Copy out every record precisely.

Top of Given data

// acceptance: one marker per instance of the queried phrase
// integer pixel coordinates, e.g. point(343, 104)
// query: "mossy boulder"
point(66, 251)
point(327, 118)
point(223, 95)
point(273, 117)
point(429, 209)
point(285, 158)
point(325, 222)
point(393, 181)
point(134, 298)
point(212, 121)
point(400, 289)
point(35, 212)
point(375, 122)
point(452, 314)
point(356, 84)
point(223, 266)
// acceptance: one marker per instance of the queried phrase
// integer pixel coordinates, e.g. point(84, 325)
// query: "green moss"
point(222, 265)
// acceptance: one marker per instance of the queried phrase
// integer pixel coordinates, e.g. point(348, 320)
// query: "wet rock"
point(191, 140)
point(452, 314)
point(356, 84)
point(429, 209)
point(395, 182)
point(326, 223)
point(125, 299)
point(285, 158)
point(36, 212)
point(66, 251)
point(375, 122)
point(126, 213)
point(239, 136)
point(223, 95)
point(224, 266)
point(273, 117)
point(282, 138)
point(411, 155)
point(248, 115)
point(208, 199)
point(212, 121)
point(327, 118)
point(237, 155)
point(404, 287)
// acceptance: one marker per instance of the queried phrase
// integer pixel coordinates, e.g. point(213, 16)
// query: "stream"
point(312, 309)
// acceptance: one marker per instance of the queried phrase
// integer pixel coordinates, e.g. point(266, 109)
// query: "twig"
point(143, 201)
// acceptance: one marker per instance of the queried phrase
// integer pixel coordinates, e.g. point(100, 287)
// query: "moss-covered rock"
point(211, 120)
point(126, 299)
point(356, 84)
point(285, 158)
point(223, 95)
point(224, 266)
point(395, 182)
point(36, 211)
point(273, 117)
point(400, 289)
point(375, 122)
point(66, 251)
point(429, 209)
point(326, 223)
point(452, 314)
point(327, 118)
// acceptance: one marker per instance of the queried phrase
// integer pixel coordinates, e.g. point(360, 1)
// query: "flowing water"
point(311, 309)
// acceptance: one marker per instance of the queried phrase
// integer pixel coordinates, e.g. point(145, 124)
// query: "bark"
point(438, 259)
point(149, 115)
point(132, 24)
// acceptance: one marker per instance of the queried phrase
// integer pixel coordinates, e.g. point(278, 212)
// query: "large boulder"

Bottom of Given data

§ Output of the task:
// acceptance: one marker per instance of the queried phrase
// integer pixel coordinates, e.g. point(343, 104)
// query: "mossy boulder"
point(66, 251)
point(327, 118)
point(223, 95)
point(273, 117)
point(429, 209)
point(285, 158)
point(325, 222)
point(393, 181)
point(134, 298)
point(212, 121)
point(400, 289)
point(35, 212)
point(375, 122)
point(452, 314)
point(356, 84)
point(223, 266)
// acceptance: one marker per instance of the queried phrase
// integer pixel coordinates, e.g. point(84, 325)
// query: "green moss"
point(222, 265)
// acceptance: one marker per instance of the queried phrase
// integer pixel coordinates, e.g. point(348, 320)
// query: "wet rock"
point(191, 140)
point(452, 314)
point(356, 84)
point(429, 209)
point(395, 182)
point(326, 223)
point(125, 299)
point(285, 158)
point(36, 212)
point(66, 251)
point(375, 122)
point(126, 213)
point(239, 136)
point(223, 95)
point(224, 266)
point(273, 117)
point(282, 138)
point(411, 155)
point(248, 115)
point(208, 199)
point(212, 121)
point(327, 118)
point(237, 155)
point(404, 287)
// acceptance: one marker per instance of the queried phrase
// integer pixel coordinates, e.g. point(213, 16)
// query: "stream"
point(312, 309)
// acceptance: one marker per instance of the queried phrase
// integer pixel coordinates, e.g. point(266, 109)
// query: "twig"
point(143, 201)
// acceptance: one marker per instance of the queried phrase
// integer pixel coordinates, e.g. point(100, 287)
// query: "moss-covered rock"
point(211, 120)
point(126, 299)
point(356, 84)
point(285, 158)
point(223, 95)
point(224, 266)
point(395, 182)
point(36, 211)
point(273, 117)
point(400, 289)
point(375, 122)
point(66, 251)
point(429, 209)
point(326, 223)
point(452, 314)
point(327, 118)
// acceptance: one marker per instance of the queried phrase
// integer pixel coordinates, e.g. point(360, 1)
// query: "flowing water"
point(311, 309)
// acceptance: one marker per instance of the queried phrase
// integer pixel coordinates, e.g. point(145, 124)
// query: "bark"
point(438, 259)
point(149, 115)
point(132, 24)
// acceptance: one marker per instance of the queried phrase
// integer pixel coordinates, e.g. point(278, 212)
// query: "large boulder"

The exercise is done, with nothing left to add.